[What this task involves]: Pull out each line of the items below that contains the string "white", matching case exactly.

[Excerpted data]:
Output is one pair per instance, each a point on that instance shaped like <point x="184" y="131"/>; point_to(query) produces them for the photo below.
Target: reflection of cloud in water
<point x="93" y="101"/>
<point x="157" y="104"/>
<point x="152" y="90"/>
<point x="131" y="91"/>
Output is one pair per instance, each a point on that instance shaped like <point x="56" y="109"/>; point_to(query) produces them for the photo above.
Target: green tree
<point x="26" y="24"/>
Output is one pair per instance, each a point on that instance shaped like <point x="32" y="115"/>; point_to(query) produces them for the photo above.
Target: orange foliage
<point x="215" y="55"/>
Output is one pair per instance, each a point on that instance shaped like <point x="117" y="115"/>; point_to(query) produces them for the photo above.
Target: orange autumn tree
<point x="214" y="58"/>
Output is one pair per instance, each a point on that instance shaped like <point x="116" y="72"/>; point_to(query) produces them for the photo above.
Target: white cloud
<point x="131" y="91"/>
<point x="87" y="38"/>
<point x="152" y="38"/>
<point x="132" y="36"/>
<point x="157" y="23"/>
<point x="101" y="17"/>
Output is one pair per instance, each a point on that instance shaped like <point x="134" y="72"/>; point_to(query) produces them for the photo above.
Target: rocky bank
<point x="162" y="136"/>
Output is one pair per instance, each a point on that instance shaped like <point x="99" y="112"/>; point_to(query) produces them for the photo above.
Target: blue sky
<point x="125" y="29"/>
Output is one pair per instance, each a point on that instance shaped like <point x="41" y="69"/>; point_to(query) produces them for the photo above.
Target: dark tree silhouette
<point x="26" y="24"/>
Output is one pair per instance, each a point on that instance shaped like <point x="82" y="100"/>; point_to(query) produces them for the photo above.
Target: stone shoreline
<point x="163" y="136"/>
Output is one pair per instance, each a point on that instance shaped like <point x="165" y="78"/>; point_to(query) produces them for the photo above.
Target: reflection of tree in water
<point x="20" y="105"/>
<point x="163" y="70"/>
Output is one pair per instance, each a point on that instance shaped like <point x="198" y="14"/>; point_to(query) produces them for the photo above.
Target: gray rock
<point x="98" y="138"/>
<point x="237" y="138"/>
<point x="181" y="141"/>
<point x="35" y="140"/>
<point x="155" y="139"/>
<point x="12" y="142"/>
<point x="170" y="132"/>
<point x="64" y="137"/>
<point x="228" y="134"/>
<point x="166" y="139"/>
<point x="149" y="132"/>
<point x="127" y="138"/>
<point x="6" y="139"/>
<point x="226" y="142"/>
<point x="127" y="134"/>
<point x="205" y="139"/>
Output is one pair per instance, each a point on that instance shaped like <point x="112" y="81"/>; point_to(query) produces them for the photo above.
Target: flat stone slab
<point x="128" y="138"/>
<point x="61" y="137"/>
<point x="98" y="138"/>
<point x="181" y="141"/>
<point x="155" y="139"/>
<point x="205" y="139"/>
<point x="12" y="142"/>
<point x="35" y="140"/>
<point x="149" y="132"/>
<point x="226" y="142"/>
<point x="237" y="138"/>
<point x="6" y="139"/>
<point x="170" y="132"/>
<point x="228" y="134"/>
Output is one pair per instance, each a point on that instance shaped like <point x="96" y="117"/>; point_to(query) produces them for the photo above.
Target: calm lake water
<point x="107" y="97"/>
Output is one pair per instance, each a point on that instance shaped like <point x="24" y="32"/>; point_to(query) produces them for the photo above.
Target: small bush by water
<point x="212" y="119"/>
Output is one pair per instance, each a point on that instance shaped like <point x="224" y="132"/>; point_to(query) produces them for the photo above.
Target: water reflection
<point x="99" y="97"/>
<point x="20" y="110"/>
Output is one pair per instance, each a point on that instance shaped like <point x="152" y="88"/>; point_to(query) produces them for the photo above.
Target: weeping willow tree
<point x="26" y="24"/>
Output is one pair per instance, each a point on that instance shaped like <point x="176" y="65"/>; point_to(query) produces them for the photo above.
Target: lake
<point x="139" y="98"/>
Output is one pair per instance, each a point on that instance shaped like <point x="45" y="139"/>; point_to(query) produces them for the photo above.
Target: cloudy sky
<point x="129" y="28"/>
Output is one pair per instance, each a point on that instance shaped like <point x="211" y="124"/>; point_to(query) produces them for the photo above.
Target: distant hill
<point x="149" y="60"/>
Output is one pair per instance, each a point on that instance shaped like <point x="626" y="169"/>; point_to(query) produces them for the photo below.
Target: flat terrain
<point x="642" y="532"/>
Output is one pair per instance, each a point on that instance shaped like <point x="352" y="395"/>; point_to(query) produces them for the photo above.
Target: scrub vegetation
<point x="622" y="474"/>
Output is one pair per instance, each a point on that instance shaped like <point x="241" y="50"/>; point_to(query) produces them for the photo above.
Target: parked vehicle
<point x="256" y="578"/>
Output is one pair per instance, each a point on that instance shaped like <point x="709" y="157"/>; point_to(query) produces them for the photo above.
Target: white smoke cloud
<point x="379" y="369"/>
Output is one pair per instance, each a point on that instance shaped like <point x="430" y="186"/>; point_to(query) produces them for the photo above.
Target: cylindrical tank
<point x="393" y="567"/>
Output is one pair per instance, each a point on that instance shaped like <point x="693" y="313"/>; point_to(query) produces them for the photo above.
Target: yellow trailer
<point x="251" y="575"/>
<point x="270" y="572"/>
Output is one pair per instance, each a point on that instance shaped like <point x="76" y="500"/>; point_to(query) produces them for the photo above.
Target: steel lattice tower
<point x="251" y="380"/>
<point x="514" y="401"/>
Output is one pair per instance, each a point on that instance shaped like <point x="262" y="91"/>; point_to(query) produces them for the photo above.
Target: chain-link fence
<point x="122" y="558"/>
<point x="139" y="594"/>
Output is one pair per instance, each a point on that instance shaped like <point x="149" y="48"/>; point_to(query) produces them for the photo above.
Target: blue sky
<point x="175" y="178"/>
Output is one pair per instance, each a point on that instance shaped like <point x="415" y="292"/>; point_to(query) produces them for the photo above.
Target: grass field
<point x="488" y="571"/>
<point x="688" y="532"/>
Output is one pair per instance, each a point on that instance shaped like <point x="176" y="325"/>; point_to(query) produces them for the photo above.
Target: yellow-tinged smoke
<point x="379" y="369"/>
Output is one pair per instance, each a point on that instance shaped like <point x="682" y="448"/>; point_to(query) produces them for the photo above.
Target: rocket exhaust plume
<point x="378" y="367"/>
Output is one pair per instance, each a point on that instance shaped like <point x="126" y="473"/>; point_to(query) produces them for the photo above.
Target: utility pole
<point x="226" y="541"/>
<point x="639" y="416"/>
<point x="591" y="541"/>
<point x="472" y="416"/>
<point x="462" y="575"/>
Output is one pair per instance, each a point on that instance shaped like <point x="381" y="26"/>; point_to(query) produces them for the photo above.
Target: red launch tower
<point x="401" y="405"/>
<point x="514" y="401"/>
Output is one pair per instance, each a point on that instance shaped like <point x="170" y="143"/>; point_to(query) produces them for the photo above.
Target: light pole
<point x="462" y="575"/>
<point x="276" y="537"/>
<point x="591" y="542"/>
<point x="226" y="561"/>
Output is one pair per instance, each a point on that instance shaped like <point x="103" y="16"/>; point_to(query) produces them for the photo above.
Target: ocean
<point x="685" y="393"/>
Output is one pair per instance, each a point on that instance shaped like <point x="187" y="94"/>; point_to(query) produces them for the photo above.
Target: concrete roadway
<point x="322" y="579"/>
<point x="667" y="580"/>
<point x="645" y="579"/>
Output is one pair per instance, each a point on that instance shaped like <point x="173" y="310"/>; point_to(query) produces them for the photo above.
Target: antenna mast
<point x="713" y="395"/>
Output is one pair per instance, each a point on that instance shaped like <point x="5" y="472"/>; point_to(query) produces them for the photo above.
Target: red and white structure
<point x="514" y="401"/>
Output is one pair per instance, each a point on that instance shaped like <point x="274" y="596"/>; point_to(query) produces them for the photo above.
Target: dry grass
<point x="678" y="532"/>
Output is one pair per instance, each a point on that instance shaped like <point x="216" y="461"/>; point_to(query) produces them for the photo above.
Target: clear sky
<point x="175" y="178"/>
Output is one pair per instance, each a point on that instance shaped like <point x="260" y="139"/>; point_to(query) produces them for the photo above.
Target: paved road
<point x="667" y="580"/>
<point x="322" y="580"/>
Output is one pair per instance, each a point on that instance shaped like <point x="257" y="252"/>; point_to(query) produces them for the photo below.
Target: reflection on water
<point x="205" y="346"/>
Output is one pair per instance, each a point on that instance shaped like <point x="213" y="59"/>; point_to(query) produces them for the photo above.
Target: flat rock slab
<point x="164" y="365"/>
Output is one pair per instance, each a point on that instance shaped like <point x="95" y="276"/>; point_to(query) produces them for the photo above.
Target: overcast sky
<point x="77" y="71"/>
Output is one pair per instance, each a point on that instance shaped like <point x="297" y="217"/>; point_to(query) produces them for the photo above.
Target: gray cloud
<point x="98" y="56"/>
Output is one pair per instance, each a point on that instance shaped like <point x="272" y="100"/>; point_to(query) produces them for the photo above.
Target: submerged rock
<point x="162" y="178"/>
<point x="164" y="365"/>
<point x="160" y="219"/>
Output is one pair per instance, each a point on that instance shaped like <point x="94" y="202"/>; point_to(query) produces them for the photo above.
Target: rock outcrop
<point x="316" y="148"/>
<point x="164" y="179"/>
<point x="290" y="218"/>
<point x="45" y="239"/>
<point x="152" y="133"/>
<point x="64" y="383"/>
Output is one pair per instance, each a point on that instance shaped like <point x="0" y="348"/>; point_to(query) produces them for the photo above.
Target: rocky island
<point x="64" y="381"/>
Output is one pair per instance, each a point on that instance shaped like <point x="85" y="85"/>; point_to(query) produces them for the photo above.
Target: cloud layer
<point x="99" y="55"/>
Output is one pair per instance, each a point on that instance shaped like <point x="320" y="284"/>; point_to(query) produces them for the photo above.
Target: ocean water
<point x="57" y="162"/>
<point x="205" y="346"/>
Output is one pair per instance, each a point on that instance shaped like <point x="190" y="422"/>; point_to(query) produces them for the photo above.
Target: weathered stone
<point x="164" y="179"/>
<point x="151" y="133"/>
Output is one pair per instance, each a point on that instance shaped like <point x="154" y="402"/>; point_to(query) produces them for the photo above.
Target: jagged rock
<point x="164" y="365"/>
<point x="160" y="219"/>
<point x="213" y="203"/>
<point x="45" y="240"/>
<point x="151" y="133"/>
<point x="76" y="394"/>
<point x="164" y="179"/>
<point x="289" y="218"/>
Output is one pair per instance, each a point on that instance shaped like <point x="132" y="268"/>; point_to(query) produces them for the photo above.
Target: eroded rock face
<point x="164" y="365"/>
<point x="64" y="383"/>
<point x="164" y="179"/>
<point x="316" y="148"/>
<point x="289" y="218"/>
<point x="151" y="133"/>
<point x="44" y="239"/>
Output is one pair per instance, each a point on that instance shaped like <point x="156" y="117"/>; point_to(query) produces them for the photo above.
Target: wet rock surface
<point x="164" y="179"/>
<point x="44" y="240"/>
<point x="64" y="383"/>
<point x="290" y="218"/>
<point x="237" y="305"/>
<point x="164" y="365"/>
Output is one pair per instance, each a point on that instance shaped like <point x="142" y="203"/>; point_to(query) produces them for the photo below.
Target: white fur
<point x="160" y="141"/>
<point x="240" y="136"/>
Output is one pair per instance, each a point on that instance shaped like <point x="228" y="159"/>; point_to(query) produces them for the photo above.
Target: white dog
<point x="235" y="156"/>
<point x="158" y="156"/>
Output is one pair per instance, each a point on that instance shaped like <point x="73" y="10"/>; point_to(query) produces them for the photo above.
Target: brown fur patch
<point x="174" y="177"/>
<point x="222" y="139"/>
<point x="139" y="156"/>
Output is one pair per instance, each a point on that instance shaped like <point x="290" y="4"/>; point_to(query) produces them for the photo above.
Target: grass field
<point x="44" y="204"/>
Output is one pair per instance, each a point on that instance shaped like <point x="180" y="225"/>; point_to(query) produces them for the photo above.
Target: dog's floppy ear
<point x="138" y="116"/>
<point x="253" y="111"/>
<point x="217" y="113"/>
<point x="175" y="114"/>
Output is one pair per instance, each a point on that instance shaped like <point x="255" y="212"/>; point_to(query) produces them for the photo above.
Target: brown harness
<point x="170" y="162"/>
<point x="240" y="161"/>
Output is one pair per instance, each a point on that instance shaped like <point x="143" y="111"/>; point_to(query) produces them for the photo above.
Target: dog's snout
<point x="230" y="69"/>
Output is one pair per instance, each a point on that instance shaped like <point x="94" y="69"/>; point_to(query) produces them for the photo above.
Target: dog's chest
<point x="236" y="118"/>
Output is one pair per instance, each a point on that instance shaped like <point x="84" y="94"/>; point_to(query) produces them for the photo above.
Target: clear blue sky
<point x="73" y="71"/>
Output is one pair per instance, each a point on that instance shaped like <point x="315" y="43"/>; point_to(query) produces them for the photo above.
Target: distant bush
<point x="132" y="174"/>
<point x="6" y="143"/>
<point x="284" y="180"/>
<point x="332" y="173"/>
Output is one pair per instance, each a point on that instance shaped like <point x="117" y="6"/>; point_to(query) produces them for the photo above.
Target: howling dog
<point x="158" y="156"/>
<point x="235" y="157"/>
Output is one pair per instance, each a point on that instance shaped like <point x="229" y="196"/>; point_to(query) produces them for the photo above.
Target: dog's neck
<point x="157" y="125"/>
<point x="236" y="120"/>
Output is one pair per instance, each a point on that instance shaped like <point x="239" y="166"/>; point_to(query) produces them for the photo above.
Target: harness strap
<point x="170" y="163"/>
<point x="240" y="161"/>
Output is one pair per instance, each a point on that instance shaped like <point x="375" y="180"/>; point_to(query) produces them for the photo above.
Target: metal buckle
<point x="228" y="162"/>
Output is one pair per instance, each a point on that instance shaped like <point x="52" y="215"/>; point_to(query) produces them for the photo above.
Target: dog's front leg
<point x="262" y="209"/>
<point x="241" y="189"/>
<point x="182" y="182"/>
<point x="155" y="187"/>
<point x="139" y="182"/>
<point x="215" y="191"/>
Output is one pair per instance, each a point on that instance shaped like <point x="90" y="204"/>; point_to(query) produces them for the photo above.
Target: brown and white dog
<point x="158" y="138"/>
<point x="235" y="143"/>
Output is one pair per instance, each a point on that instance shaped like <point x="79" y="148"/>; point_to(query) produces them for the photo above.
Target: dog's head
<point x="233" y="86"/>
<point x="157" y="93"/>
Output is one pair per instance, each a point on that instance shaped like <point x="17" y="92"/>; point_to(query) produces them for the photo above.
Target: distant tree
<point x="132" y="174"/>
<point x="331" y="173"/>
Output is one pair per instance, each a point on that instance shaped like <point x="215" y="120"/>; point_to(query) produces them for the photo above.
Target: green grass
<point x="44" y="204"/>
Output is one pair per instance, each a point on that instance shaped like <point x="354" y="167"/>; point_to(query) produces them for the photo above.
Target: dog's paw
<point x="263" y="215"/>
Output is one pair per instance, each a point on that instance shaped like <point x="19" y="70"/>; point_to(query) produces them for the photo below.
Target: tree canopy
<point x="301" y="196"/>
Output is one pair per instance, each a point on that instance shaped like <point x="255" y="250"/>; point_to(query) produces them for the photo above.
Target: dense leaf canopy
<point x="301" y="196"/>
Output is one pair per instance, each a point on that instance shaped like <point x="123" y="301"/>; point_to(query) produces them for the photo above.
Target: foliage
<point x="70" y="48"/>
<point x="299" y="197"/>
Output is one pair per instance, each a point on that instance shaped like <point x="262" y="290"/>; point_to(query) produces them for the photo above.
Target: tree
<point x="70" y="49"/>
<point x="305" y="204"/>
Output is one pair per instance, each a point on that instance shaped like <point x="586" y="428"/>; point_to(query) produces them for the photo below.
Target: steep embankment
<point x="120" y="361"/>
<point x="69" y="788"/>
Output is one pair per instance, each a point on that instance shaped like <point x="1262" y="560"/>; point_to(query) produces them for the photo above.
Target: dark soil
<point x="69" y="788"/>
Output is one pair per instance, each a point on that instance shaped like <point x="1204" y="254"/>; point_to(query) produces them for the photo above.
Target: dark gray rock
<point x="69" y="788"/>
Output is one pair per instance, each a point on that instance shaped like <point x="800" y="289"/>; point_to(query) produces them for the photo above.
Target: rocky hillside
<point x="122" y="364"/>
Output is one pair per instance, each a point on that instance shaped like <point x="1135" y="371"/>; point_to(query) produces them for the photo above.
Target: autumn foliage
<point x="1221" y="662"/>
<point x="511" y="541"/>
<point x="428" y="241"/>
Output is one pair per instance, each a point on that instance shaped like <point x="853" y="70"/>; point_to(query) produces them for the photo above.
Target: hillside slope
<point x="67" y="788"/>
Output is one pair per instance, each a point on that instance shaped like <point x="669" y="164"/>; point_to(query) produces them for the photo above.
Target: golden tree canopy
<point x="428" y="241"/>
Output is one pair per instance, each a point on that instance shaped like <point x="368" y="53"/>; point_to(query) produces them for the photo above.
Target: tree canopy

[Exercise response]:
Target: white cloud
Target: white smoke cloud
Target: red and white structure
Target: white fur
Target: white dog
Target: brown and white dog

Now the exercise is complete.